--- Start of Reading passage ---
Conversion through Apache Arrow#

Since Apache Arrow can be converted to and from Awkward Arrays and Pandas, Arrow can connect Awkward and Pandas in both directions. This is an alternative to ak.to_pandas() (described above) with different behavior.

As described in the tutorial on Arrow, the ak.to_arrow() function returns a pyarrow.lib.Arrow object. Arrow’s conversion to Pandas requires a pyarrow.lib.Table.

ak_array = ak.Array(
    [
        [
            {"x": 1.1, "y": 1, "z": "one"},
            {"x": 2.2, "y": 2, "z": "two"},
            {"x": 3.3, "y": 3, "z": "three"},
        ],
        [],
        [{"x": 4.4, "y": 4, "z": "four"}, {"x": 5.5, "y": 5, "z": "five"}],
    ]
)
ak_array

[[{x: 1.1, y: 1, z: 'one'}, {x: 2.2, ...}, {x: 3.3, y: 3, z: 'three'}],
 [],
 [{x: 4.4, y: 4, z: 'four'}, {x: 5.5, y: 5, z: 'five'}]]
-----------------------------------------------------------------------
type: 3 * var * {
    x: float64,
    y: int64,
    z: string
}

pa_array = ak.to_arrow(ak_array)
pa_array

<awkward._connect.pyarrow.extn_types.AwkwardArrowArray object at 0x7f707ac3c360>
[
  -- is_valid: all not null
  -- child 0 type: extension<awkward<AwkwardArrowType>>
    [
      1.1,
      2.2,
      3.3
    ]
  -- child 1 type: extension<awkward<AwkwardArrowType>>
    [
      1,
      2,
      3
    ]
  -- child 2 type: extension<awkward<AwkwardArrowType>>
    [
      "one",
      "two",
      "three"
    ],
  -- is_valid: all not null
  -- child 0 type: extension<awkward<AwkwardArrowType>>
    []
  -- child 1 type: extension<awkward<AwkwardArrowType>>
    []
  -- child 2 type: extension<awkward<AwkwardArrowType>>
    [],
  -- is_valid: all not null
  -- child 0 type: extension<awkward<AwkwardArrowType>>
    [
      4.4,
      5.5
    ]
  -- child 1 type: extension<awkward<AwkwardArrowType>>
    [
      4,
      5
    ]
  -- child 2 type: extension<awkward<AwkwardArrowType>>
    [
      "four",
      "five"
--- End of Reading passage ---
--- Start of Supplied data ---
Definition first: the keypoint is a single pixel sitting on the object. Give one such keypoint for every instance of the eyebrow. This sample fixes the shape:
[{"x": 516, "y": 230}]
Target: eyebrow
--- End of Supplied data ---
■ **Instructions for the task**
Write what comes next in the passage above on converting Awkward Arrays through Apache Arrow, starting right after its last line.

■ **Reply**
    ]
]

We can build a Table manually, ensuring that we set extensionarray=False. The extensionarray flag is normally True, and enables Awkward to preserve metadata through Arrow transformations. However, tools like Arrow’s Pandas conversion do not recognise Awkward’s special extension type, so we must take care to provide Arrow with native types:

pa_table = pa.Table.from_batches(
    [
        pa.RecordBatch.from_arrays(
            [
                ak.to_arrow(ak_array.x, extensionarray=False),
                ak.to_arrow(ak_array.y, extensionarray=False),
                ak.to_arrow(ak_array.z, extensionarray=False),
            ],
            ["x", "y", "z"],
        )
    ]
)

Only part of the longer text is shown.